Ponder this for a moment: You are in chronic pain. You have taken all of the over-the-counter pain relievers on the market with little relief. You have consulted holistic doctors, taken vitamins and supplements, worked hard at physical therapy, and even altered your routine. While there have been brief periods of relief, that dull but constant aching has been your companion for many years. From time to time the pain flares up and ruins your day. Most of the time however, because you have been dealing with it for so long, you barely notice. During a routine check-up your physician mentions that there is a procedure that has a 98% effectiveness rate for taking away the pain for good – eliminating both the flare ups and the dull, constant pain. When the surgery is complete you will feel better than you have in years, but both the surgery and the recovery are difficult and painful. Do you have the surgery?
As a pastor I have been in pre-surgery rooms with many who have chosen the surgery. I have been there for the hip replacement that will take a month of difficult rehab, the gallbladder removal that will lessen the pain after a period of pain, or the hernia operation that will improve mobility after days of recovery not wanting to move a muscle. I would venture to guess that most of us would opt, or have opted, for the surgery. We reason that the short-term, acute pain and difficulty is a fair trade for a pain-free future that will give us the ability to function again.
Yet when it comes to our emotional lives, most of us (including me) choose the chronic pain. We put up with the bully in the office. We walk on eggshells around the broken ones in our families. We alter our routines and/or compromise our values to be “nice.”
Many of us, in other words, choose the dull chronic pain rather than have the emotional surgery. We think it will just “go away,” but in the words of Desmond Tutu:
Our common experience in fact is the opposite – that the past, far from disappearing or lying down and being quiet, has an embarrassing and persistent way of returning and haunting us unless it has in fact been dealt with adequately. Unless we look the beast in the eye we find it has an uncanny habit of returning to hold us hostage (Tutu 28).
Is there a beast holding you hostage? a growth that needs to be surgically removed? Consider dealing with the short-term pain so there can be real recovery.
Bibliography
Tutu, Desmond Mpilo. No Future Without Forgiveness. New York: Image Doubleday, 2009.

__Instructions for the task__
List every remedy the chronic pain passage above says the reader has already tried before the physician mentions the procedure.

__Provided records__
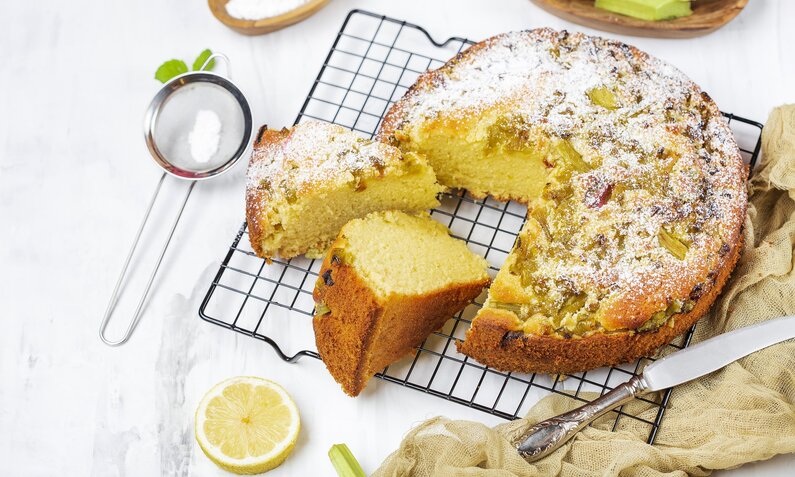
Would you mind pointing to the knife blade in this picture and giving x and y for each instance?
(715, 353)
(543, 438)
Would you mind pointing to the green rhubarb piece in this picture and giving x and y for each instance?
(344, 462)
(678, 248)
(603, 97)
(571, 157)
(649, 10)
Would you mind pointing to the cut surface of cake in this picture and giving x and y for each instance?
(305, 183)
(634, 182)
(387, 282)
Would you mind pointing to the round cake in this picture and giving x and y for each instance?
(634, 183)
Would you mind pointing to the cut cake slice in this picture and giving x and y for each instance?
(387, 282)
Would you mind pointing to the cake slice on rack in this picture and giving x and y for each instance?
(305, 183)
(387, 282)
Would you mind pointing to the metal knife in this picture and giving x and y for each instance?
(680, 367)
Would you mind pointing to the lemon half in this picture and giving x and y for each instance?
(247, 425)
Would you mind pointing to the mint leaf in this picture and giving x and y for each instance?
(197, 64)
(170, 69)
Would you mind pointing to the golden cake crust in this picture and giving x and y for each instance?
(494, 341)
(353, 345)
(316, 159)
(632, 251)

__Solution to the problem__
- Over-the-counter pain relievers
- Consulting holistic doctors
- Vitamins and supplements
- Physical therapy
- Altering your routine